| Em que consiste |
Consegue transcrever fielmente do texto de origem tudo o que vai desde "# Precipitação noroeste" até "nada de extraordinário."?

| Texto de origem |
....
# Precipitação noroeste Portugal vs. Ilhas Britânicas



## PortugalWeather (12 Fev 2014 às 13:23)

trovoadas disse:


> Vamos é abrir as portas aos Ingleses Mais publicidade para os atrair ainda mais para o "Allgarve" que desejando fugir de lá estão eles.
> Sinceramente pelas saídas que vejo não sei quando é que o Reino Unido vai ter tréguas. O negócio dos barcos deve de andar bom por lá.
> 
> Quanto aqui (Portugal) nada demais nos próximos dias. Penso que a precipitação que cairá já não será grande problema para os nossos rios e deve manter-se tudo mais ou menos calmo...caudais elevados mas nada de extraordinário.
> ...



O que está acontecer em Inglaterra sucede-se porque o pais é totalmente plano sem relevo, o que tem chovido lá é o mesmo que tem chovido no Norte do pais a diferença é que o nosso pais felizmente não está ao nível do mar como acontece em Inglaterra, praticamente sem relevo, sendo totalmente plano. 
O tempo entre NW de Portugal e o Sul de Inglaterra nos últimos 2 meses tem sido praticamente o mesmo pois tem sido atingidos pelas mesmas depressões, com diferenças não muito substanciais relativo ás temperaturas.


----------



## james (12 Fev 2014 às 17:35)

PortugalWeather disse:


> O que está acontecer em Inglaterra sucede-se porque o pais é totalmente plano sem relevo, o que tem chovido lá é o mesmo que tem chovido no Norte do pais a diferença é que o nosso pais felizmente não está ao nível do mar como acontece em Inglaterra, praticamente sem relevo, sendo totalmente plano.
> O tempo entre NW de Portugal e o Sul de Inglaterra nos últimos 2 meses tem sido praticamente o mesmo pois tem sido atingidos pelas mesmas depressões, com diferenças não muito substanciais relativo ás temperaturas.




Muito bem observado !
....
| Dados brutos |
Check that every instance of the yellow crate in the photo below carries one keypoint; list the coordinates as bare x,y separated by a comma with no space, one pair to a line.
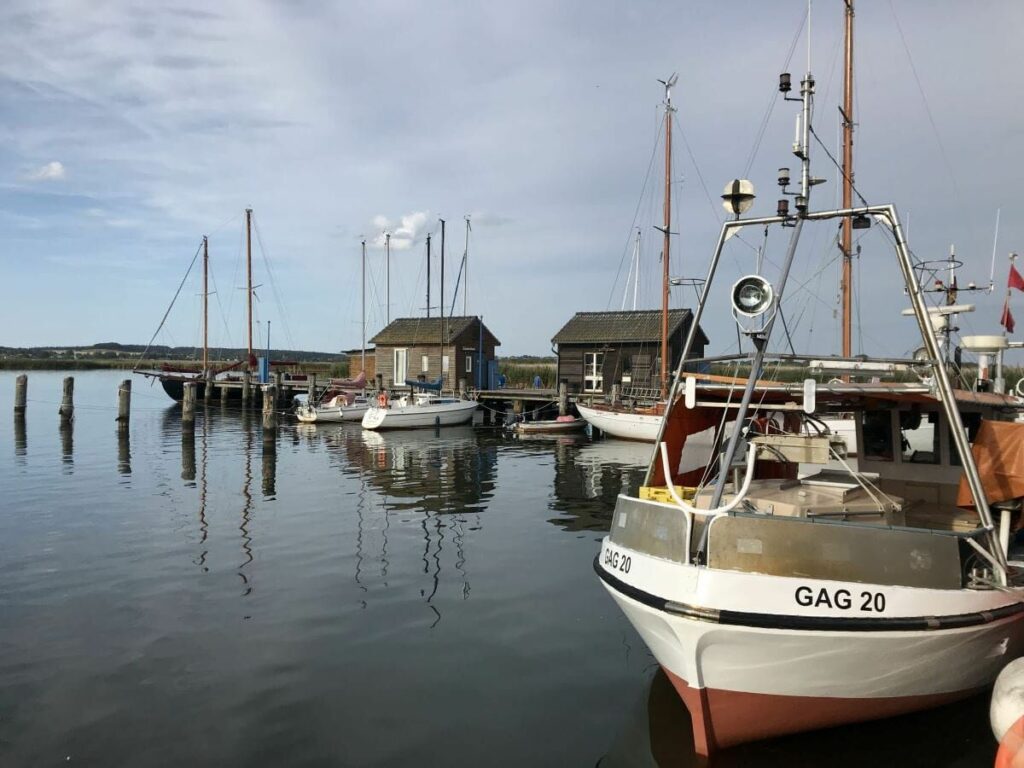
651,494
....
| Resposta |
# Precipitação noroeste Portugal vs. Ilhas Britânicas



## PortugalWeather (12 Fev 2014 às 13:23)

trovoadas disse:


> Vamos é abrir as portas aos Ingleses Mais publicidade para os atrair ainda mais para o "Allgarve" que desejando fugir de lá estão eles.
> Sinceramente pelas saídas que vejo não sei quando é que o Reino Unido vai ter tréguas. O negócio dos barcos deve de andar bom por lá.
> 
> Quanto aqui (Portugal) nada demais nos próximos dias. Penso que a precipitação que cairá já não será grande problema para os nossos rios e deve manter-se tudo mais ou menos calmo...caudais elevados mas nada de extraordinário.